## [WHAT IS REQUIRED]
Top to bottom, output the entries that follow exactly.
SOURCE DATA below:
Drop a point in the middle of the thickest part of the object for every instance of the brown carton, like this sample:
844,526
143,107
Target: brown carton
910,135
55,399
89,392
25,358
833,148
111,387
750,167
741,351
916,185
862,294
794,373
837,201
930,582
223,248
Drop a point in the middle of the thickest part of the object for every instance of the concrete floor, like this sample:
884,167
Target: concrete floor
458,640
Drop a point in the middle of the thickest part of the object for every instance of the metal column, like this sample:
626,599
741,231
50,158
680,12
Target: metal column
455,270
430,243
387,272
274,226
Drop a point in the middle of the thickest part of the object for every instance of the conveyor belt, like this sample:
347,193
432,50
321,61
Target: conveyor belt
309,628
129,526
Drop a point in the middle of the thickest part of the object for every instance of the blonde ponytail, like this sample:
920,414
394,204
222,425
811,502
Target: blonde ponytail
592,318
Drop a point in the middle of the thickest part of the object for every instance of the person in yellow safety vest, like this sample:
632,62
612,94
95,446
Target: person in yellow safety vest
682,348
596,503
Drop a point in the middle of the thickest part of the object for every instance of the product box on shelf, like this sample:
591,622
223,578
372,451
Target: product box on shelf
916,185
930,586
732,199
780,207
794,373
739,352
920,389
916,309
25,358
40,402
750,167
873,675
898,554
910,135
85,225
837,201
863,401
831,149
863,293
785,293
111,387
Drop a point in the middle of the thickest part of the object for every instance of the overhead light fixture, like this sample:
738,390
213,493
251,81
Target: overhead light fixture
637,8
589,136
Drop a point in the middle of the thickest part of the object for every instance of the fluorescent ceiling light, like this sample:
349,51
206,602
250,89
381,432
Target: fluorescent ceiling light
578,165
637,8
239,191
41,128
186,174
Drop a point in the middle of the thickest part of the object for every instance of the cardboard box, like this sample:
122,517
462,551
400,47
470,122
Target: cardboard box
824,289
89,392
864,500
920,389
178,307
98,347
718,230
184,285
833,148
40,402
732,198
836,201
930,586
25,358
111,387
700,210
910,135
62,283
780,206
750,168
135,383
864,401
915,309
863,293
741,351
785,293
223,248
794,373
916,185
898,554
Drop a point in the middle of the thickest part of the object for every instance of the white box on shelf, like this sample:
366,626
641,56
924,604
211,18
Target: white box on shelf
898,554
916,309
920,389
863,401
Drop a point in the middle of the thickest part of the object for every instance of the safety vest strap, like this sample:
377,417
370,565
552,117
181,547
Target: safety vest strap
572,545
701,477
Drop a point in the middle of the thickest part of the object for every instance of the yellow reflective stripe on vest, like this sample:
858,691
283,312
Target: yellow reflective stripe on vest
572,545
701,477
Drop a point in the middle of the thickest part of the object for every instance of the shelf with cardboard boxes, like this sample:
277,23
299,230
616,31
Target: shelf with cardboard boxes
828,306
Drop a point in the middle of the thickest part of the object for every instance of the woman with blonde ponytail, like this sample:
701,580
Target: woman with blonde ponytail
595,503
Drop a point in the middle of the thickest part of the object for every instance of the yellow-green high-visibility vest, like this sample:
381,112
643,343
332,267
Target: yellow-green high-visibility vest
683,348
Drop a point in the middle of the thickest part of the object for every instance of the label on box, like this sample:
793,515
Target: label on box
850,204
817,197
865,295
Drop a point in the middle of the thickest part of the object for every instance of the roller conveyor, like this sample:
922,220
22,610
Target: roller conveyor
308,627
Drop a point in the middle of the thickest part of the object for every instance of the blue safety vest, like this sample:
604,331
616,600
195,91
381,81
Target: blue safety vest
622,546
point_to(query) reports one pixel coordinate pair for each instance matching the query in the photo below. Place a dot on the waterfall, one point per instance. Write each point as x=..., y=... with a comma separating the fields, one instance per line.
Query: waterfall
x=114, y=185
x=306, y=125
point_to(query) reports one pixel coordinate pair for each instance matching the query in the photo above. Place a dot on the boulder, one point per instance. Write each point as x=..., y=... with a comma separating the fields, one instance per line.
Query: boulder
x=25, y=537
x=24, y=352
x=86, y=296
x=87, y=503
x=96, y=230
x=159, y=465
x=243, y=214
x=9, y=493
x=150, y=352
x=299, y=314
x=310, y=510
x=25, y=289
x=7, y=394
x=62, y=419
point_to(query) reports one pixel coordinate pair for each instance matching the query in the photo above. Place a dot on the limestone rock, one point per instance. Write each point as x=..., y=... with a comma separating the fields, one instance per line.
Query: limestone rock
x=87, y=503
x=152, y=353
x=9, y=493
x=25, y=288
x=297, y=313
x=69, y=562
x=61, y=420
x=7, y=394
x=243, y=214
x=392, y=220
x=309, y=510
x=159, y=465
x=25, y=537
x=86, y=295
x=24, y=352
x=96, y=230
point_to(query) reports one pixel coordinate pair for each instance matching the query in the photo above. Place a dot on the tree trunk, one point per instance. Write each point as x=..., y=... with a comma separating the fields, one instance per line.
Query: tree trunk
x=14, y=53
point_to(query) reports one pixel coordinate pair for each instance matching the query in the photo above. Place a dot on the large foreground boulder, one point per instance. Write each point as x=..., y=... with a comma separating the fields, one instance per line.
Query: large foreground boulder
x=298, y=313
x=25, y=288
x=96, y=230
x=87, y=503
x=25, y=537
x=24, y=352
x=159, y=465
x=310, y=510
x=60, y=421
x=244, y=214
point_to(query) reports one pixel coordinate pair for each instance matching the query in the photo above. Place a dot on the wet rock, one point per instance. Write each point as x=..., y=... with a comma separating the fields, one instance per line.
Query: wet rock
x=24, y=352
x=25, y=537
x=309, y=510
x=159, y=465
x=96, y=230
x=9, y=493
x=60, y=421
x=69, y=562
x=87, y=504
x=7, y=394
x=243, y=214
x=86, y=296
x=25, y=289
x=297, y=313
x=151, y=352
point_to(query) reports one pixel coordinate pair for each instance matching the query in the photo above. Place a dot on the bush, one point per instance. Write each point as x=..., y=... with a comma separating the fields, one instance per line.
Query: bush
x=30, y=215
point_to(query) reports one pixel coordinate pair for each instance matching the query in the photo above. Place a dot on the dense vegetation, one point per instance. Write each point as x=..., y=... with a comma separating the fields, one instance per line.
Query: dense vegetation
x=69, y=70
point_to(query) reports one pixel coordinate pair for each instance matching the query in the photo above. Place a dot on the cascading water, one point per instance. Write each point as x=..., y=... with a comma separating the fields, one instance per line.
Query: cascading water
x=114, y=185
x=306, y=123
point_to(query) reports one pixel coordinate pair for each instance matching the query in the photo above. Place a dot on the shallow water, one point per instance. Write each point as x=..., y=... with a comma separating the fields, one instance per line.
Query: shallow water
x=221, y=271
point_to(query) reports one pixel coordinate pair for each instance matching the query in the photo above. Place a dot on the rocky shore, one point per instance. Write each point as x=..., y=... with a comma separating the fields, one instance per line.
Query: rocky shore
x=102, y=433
End of SOURCE DATA.
## [EXERCISE RESULT]
Drop a point in the middle of the thickest part of the object for every instance of the brown carton, like this sample:
844,526
143,107
Target: brown carton
910,135
55,399
89,392
25,358
833,148
111,387
750,167
741,351
916,185
862,294
794,373
837,201
930,582
223,248
Drop a point in the middle of the thickest part of the object for every instance of the concrete floor, like this sample:
884,167
Target: concrete floor
458,640
Drop a point in the middle of the thickest part of the object for every instance of the metal column, like this sample:
626,599
741,231
50,158
680,12
Target: metal column
455,270
430,243
387,272
274,226
Drop a point in the middle of the thickest part of the object for every instance of the conveyor belt, like this sample:
347,193
432,50
321,61
Target: conveyor belt
309,628
129,526
Drop a point in the middle of the thickest part of the object for every instance of the blonde ponytail, like this sample:
920,414
394,204
222,425
811,502
Target: blonde ponytail
592,318
Drop a point in the middle of the thickest part of the object for every instance of the person in yellow safety vest, like this sample:
632,62
612,94
95,446
Target: person in yellow safety vest
682,348
596,503
Drop a point in the middle of the thickest part of the object for every instance of the product box on shelf, like this sample:
591,622
223,578
372,451
Target: product box on shelf
916,185
930,586
732,199
780,207
794,373
739,352
920,389
916,309
25,358
40,402
750,167
873,675
898,554
910,135
85,225
837,201
863,401
831,149
863,293
785,293
111,387
Drop a point in the middle of the thickest part of the object for every instance of the overhead light fixture, like this sample:
738,390
213,493
251,81
Target: overhead light fixture
637,8
589,136
Drop a point in the middle of the thickest part of the object for every instance of the fluorescent ceiling light, like this sample:
349,51
206,602
250,89
381,432
Target: fluorescent ceiling light
578,165
637,8
239,191
41,128
186,174
Drop a point in the middle of the thickest part of the object for every instance of the cardboard box, like this sample:
122,517
462,551
400,47
470,122
Target: cardboard box
824,289
89,392
864,500
920,389
178,307
98,347
718,230
184,285
833,148
40,402
732,198
836,201
930,586
25,358
111,387
700,210
910,135
62,283
780,206
750,168
135,383
864,401
915,309
863,293
741,351
785,293
223,248
794,373
916,185
898,554
Drop a point in the middle of the thickest part of the object for every instance of the white box on shelf, like this sample:
366,626
641,56
924,604
211,18
Target: white box on shelf
898,554
916,309
920,389
863,401
Drop a point in the middle of the thickest part of the object for every instance of the safety vest strap, like this sample:
377,417
370,565
552,117
181,547
Target: safety vest strap
572,545
701,477
Drop a point in the middle of the thickest part of the object for every instance of the yellow reflective stripe on vest, like this sample:
858,691
283,312
Target: yellow reflective stripe on vest
572,545
701,477
Drop a point in the middle of the thickest part of the object for every instance of the shelf with cardboard boxes, like this sample:
277,23
299,230
616,31
Target: shelf with cardboard boxes
828,306
Drop a point in the middle of the thickest part of the object for every instance of the woman with blonde ponytail, like this sample:
701,580
Target: woman with blonde ponytail
595,503
Drop a point in the middle of the thickest part of the object for every instance of the yellow-green high-visibility vest, like this sample:
381,112
643,343
332,267
Target: yellow-green high-visibility vest
683,348
Drop a point in the middle of the thickest part of the object for every instance of the label on box, like this sample:
793,515
Target: label on box
850,204
817,197
865,295
Drop a point in the middle of the thickest part of the object for every instance of the roller conveyor, like this sample:
922,220
22,610
Target: roller conveyor
308,627
Drop a point in the middle of the thickest part of the object for every instance of the blue safety vest, like this sample:
604,331
616,600
195,91
381,81
Target: blue safety vest
622,546
point_to(query) reports one pixel coordinate pair for each instance matching the query in the photo below. Place a dot on the waterfall, one point per instance. Write each point as x=..., y=... with a comma separating the fields, one instance per line.
Query: waterfall
x=114, y=185
x=306, y=125
point_to(query) reports one pixel coordinate pair for each instance matching the query in the photo above. Place a dot on the boulder, one point per instance. Write each point as x=..., y=... with a comma separating the fields, one instance per line.
Query: boulder
x=25, y=537
x=24, y=352
x=86, y=296
x=87, y=503
x=96, y=230
x=159, y=465
x=243, y=214
x=9, y=493
x=150, y=352
x=299, y=314
x=310, y=510
x=25, y=289
x=7, y=394
x=62, y=419
point_to(query) reports one pixel coordinate pair for each instance matching the query in the photo above. Place a dot on the limestone rock, one point per instance. Write each point as x=..., y=... with a comma separating the fields, one instance per line.
Query: limestone rock
x=87, y=503
x=152, y=353
x=9, y=493
x=25, y=288
x=297, y=313
x=69, y=562
x=61, y=420
x=7, y=394
x=243, y=214
x=392, y=220
x=309, y=510
x=159, y=465
x=25, y=537
x=86, y=295
x=24, y=352
x=96, y=230
point_to(query) reports one pixel coordinate pair for each instance matching the query in the photo above. Place a dot on the tree trunk, one point per instance. Write each point as x=..., y=... with a comma separating the fields, one instance per line.
Query: tree trunk
x=14, y=53
point_to(query) reports one pixel coordinate pair for each instance matching the query in the photo above. Place a dot on the large foreground boulder, one point per instance. Write each point as x=..., y=... with a comma separating the fields, one instance per line.
Query: large foreground boulder
x=298, y=313
x=25, y=288
x=96, y=230
x=87, y=503
x=25, y=537
x=24, y=352
x=159, y=465
x=310, y=510
x=60, y=421
x=244, y=214
point_to(query) reports one pixel coordinate pair for each instance matching the query in the photo above. Place a dot on the wet rock, one point per instance. Write each point as x=..., y=... with a comma separating the fields, one instance per line.
Query: wet rock
x=24, y=352
x=25, y=537
x=309, y=510
x=159, y=465
x=96, y=230
x=9, y=493
x=60, y=421
x=69, y=562
x=87, y=504
x=7, y=394
x=243, y=214
x=86, y=296
x=25, y=289
x=297, y=313
x=151, y=352
point_to(query) reports one pixel coordinate pair for each instance matching the query in the photo above. Place a dot on the bush, one point per instance. Write each point as x=..., y=... with a comma separating the fields, one instance per line.
Query: bush
x=30, y=215
point_to(query) reports one pixel coordinate pair for each instance matching the query in the photo above. Place a dot on the dense vegetation, one point per instance. Write each point as x=..., y=... with a comma separating the fields, one instance per line.
Query: dense vegetation
x=69, y=70
point_to(query) reports one pixel coordinate pair for each instance matching the query in the photo above. Place a dot on the cascading water, one point per instance. Write each point as x=..., y=... with a comma separating the fields, one instance per line.
Query: cascading water
x=114, y=185
x=306, y=123
point_to(query) reports one pixel coordinate pair for each instance matching the query in the photo above. Place a dot on the shallow water, one point per instance. Write each point as x=..., y=... with a comma separating the fields, one instance per line.
Query: shallow water
x=221, y=271
point_to(query) reports one pixel coordinate pair for each instance matching the query in the photo above. Place a dot on the rocky shore, one point per instance. Write each point as x=..., y=... with a comma separating the fields, one instance per line.
Query: rocky shore
x=102, y=433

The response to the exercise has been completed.